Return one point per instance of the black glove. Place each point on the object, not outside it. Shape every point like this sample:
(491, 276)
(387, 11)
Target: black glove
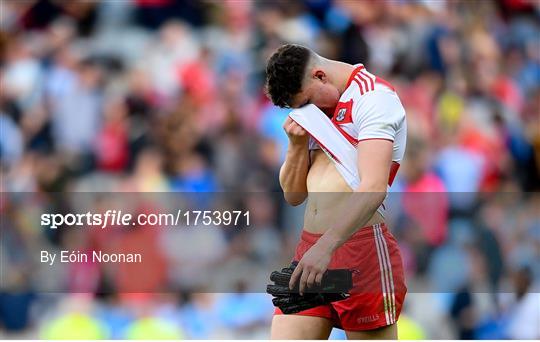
(334, 286)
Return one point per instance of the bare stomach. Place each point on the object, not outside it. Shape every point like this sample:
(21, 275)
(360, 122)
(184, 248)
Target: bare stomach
● ● ● ● ●
» **What is being asked**:
The result should be every entry, word for word, and no pictures.

» **Answer to this problem**:
Return one point per instance of the black glove. Place each point on the object, not outside it. Shape every point like this sample:
(491, 276)
(387, 11)
Target: black glove
(334, 286)
Return one point per instance of the bare stomach. Place each point on the object, not outside it. Shape every point like this sample:
(21, 275)
(360, 122)
(184, 248)
Target: bare stomach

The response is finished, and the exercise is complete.